» PROVIDED MATERIAL
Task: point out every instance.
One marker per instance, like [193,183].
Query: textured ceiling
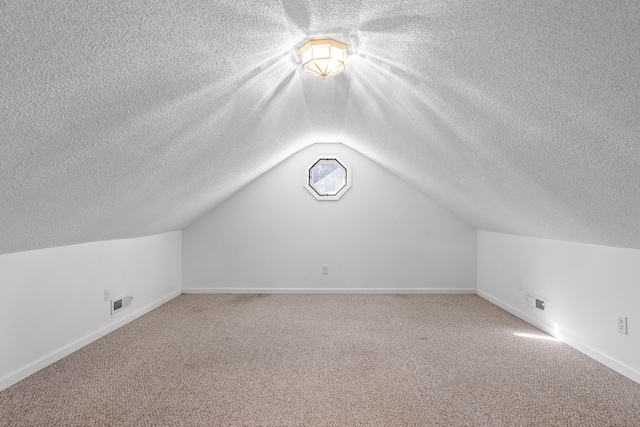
[123,119]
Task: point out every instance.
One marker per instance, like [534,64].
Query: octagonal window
[327,178]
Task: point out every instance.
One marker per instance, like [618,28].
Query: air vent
[536,302]
[121,303]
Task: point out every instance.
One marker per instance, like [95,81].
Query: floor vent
[121,303]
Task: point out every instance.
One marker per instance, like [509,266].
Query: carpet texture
[324,360]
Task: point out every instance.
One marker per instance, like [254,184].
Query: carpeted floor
[324,360]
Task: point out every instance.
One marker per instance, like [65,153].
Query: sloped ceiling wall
[123,119]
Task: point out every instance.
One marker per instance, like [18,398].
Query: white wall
[382,236]
[586,287]
[53,299]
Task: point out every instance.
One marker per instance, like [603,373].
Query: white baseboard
[33,367]
[619,367]
[329,291]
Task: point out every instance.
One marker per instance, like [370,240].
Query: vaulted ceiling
[124,119]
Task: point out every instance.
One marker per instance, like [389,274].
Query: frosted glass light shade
[323,57]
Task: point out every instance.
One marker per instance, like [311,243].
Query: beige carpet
[324,360]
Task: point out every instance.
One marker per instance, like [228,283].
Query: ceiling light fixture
[323,57]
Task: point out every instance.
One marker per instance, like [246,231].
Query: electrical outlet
[622,325]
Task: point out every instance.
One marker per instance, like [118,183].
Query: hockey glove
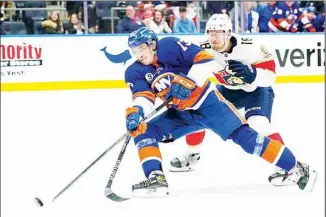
[181,89]
[134,116]
[246,73]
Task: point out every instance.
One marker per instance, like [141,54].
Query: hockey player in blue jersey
[173,68]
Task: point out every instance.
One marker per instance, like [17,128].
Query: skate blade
[151,193]
[185,169]
[278,182]
[312,180]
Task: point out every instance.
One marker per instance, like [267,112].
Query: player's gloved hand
[134,116]
[181,89]
[246,73]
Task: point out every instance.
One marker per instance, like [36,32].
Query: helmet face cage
[220,22]
[140,36]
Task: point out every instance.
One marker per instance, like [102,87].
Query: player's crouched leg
[275,153]
[151,160]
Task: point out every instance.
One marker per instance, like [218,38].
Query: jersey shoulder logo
[264,52]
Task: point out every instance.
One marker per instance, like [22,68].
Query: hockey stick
[108,189]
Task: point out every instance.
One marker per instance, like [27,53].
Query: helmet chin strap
[153,53]
[226,42]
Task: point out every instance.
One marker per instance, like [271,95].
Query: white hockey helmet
[220,22]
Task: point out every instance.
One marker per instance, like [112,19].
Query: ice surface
[48,138]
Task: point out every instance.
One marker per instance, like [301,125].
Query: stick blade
[114,197]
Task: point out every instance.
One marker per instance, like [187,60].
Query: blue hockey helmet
[311,9]
[140,36]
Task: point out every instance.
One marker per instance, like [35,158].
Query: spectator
[286,17]
[183,24]
[251,18]
[53,24]
[265,13]
[319,22]
[148,16]
[305,22]
[158,24]
[75,26]
[219,7]
[129,23]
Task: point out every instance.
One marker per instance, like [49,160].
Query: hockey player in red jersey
[245,75]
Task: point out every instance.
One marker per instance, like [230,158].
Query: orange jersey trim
[272,150]
[149,151]
[269,64]
[147,94]
[182,104]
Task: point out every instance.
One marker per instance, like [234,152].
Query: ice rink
[47,138]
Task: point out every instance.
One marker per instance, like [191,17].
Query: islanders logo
[117,58]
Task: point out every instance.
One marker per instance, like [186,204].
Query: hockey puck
[38,202]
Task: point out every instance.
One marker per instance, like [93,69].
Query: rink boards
[99,61]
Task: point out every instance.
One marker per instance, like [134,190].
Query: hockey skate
[302,175]
[184,163]
[155,185]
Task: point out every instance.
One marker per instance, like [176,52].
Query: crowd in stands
[67,17]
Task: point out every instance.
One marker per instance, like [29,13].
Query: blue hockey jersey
[174,56]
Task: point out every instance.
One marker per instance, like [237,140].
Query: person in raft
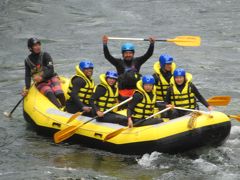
[128,66]
[164,69]
[80,89]
[183,93]
[105,97]
[39,66]
[143,103]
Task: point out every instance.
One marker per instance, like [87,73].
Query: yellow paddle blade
[74,116]
[114,133]
[186,40]
[219,100]
[66,133]
[237,117]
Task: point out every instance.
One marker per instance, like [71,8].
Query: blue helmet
[148,79]
[112,74]
[179,72]
[165,59]
[85,64]
[128,47]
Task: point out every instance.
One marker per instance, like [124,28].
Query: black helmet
[33,41]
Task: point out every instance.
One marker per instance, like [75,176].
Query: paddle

» BRIEF
Collect every line in the records that contains the word "logo", with case counting.

» SOLUTION
Query: jersey shoulder logo
Query: islanders logo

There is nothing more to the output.